── STUDY TEXT

UNITED STATES DISTRICT COURT FOR THE WESTERN DISTRICT OF VIRGINIA ROANOKE DIVISION
Apr 7, 2021
Civil No. 7:19-cv-00243 (W.D. Va. Apr. 7, 2021)

Summary

analyzing whether three experts are rebuttal experts or case-in-chief experts and considering whether they "seem[] to genuinely rebut [the defendant's] experts' opinions" or whether they "do not directly contradict," "address," or "attempt to disprove" the defendant's experts

Summary of this case from Pa. Nat'l Mut. Cas. Ins. Co. v. Beach Mart, Inc.

Opinion

Civil No. 7:19-cv-00243

04-07-2021

KAREN RENEE PRESTON, Plaintiff, v. BRIAN ROBERT GRIMES, WALMART TRANSPORTATION, LLC, and JOHN DOE, Defendants.


MEMORANDUM OPINION

This matter is before the court on defendant's—Walmart Transportation, LLC ("Walmart")—motion to strike plaintiff Karen Renee Preston's experts Matthew Dwyer, Dr. Gregory Jay, and Dr. George Lazarou. Mot. to Strike, ECF No. 54. Preston opposes the motion, ECF No. 64; Walmart filed a reply, ECF No. 69; and, with leave from the court, Preston filed a sur-reply, ECF No. 76. The court heard argument on April 1, 2021. For the reasons explained herein, the court will DENY IN PART the motion as to Dwyer, TAKE UNDER ADVISEMENT IN PART the motion as to Jay, and GRANT IN PART the motion as to Lazarou.

I. Background

Preston was driving a Franklin County Public Schools bus on her usual daily route when a tractor-trailer driven by Grimes slammed into the front driver's side of the bus. Compl., ECF No. 1-1 at ¶¶ 2-6. The tractor-trailer is owned by and registered to Wal-Mart. Id. at ¶ 1. Preston filed a two-count negligence action against Grimes, Wal-Mart, and John Doe in the state circuit court for Franklin County. Id. at 1-5. Grimes and Wal-Mart removed the action to this court on March 15, 2019, which has diversity jurisdiction pursuant to 28 U.S.C. §§ 1441 and 1446, as Preston is domiciled in Virginia, Grimes is domiciled in North Carolina, and Wal-Mart is incorporated in Delaware and maintains its principal place of business in Arkansas. ECF No. 1 at 1-3.

A jury trial for this case was originally set to begin on May 18, 2020. Scheduling Order, ECF No. 8. The court's scheduling order stated:

[T]he plaintiff must submit the written report of each expert not later than seventy-five (75) days from the date of this order, and the defendant must submit the written report of each expert no later than ninety (90) days from the date of this order. Supplemental and additional reports may be thereafter submitted, if submitted in sufficient time that discovery, if desired, can be completed reasonably by the discovery cutoff date without undue duplication and expense.

────

* [YOUR TASKS]:
- a) Based on the court opinion, say whether each statement agrees with it, and quote the words that decide each one: (i) The court heard argument on April 1, 2021. (ii) Grimes is domiciled in Virginia. (iii) The jury trial was originally set to begin on May 18, 2020.
- b) According to the court opinion, by when did the scheduling order require the plaintiff to submit each expert's written report?
The material is not needed here.

── DATA PROVIDED

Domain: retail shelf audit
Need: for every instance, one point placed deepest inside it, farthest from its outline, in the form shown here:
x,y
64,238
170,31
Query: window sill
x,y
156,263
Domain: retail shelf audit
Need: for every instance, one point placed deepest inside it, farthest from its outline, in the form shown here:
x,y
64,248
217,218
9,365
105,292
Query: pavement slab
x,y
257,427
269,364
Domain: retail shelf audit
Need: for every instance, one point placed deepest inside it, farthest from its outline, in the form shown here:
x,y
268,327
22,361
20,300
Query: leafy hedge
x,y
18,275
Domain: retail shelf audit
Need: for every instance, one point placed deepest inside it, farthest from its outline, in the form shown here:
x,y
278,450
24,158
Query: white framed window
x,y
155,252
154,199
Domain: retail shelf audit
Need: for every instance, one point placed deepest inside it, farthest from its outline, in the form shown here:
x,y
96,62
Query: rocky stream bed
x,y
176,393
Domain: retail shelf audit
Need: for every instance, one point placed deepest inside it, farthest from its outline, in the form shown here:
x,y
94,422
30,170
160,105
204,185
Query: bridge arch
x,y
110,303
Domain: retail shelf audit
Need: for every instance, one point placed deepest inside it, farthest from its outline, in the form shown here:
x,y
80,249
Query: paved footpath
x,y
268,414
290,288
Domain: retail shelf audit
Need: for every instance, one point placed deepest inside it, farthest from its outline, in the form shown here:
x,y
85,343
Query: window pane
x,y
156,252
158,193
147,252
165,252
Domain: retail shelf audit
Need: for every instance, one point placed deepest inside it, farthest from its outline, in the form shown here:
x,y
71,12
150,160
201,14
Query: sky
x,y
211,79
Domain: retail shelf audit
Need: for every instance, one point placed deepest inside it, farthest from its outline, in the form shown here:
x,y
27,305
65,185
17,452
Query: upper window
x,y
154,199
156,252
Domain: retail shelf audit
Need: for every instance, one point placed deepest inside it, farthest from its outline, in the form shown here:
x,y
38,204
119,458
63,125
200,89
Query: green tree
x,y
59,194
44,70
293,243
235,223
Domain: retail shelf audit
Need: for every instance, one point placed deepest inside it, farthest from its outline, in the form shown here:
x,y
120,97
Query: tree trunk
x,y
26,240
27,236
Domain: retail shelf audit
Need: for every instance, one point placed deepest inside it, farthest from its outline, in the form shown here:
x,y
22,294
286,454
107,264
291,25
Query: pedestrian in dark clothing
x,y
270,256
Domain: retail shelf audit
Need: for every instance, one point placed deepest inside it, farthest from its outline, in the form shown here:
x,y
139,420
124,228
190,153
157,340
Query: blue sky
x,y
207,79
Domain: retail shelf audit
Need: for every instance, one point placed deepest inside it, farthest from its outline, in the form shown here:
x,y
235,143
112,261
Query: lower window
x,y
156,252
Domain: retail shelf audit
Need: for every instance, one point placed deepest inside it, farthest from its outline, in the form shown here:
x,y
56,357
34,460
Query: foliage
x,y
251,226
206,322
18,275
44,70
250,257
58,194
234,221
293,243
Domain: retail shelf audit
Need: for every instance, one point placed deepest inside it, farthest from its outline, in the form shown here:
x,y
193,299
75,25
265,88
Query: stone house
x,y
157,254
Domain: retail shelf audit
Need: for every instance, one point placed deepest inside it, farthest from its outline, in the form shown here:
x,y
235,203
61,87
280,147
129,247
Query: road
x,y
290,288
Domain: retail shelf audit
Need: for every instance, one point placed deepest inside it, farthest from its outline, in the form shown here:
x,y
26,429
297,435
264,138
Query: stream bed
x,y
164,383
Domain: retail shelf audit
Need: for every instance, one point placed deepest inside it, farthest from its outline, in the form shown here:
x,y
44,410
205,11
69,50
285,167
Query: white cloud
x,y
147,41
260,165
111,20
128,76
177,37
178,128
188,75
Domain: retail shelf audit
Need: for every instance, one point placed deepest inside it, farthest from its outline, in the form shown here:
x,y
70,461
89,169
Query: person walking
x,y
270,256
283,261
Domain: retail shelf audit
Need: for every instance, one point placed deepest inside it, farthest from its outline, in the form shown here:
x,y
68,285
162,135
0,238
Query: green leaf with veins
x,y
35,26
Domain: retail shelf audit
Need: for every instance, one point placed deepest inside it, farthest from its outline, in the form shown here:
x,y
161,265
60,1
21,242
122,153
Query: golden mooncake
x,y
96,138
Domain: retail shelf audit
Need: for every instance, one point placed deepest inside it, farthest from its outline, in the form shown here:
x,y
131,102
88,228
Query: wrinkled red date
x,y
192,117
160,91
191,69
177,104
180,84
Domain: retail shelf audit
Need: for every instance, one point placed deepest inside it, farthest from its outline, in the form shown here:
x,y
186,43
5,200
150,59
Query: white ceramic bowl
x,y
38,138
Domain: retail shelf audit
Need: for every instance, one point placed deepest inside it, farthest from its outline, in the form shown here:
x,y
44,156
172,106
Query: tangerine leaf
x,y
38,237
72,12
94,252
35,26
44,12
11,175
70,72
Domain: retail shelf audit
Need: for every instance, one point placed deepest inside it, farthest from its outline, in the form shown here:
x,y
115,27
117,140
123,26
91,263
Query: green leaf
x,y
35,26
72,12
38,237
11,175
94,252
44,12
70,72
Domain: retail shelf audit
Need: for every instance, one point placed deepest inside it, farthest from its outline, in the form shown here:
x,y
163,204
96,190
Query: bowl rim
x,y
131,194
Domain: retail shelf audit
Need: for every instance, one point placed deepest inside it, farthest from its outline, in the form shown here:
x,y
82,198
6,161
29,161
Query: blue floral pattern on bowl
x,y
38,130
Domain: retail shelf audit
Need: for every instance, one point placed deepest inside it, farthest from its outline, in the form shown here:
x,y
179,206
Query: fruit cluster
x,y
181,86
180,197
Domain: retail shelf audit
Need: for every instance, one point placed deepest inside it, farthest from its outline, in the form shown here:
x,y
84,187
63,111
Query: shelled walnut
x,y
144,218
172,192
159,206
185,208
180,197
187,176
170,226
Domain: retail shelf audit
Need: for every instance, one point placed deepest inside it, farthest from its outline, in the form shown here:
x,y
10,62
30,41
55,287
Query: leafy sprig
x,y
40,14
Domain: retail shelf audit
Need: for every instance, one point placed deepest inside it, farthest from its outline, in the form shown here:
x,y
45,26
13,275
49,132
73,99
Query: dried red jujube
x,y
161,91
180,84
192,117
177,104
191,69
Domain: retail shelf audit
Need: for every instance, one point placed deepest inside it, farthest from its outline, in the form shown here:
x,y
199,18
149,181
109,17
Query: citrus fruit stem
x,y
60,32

────

* [OUTPUTS BY TASK]:
- a)
(i) Yes: "The court heard argument on April 1, 2021."
(ii) No: "Grimes is domiciled in North Carolina"
(iii) Yes: "A jury trial for this case was originally set to begin on May 18, 2020."

- b) Not later than seventy-five (75) days from the date of the order.